*** Listed entries Section Begins ***
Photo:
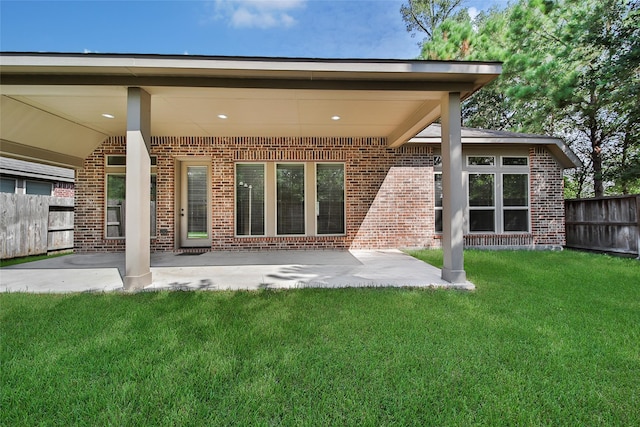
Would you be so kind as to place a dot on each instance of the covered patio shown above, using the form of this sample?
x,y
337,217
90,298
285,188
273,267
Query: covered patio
x,y
57,108
229,271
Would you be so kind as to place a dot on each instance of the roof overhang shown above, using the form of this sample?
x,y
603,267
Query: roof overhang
x,y
565,156
52,104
*** Listed entries Section Ends ***
Work task:
Find the number of lines in the listing that carry the word "above". Only that figure should appear in the reply.

Exercise solution:
2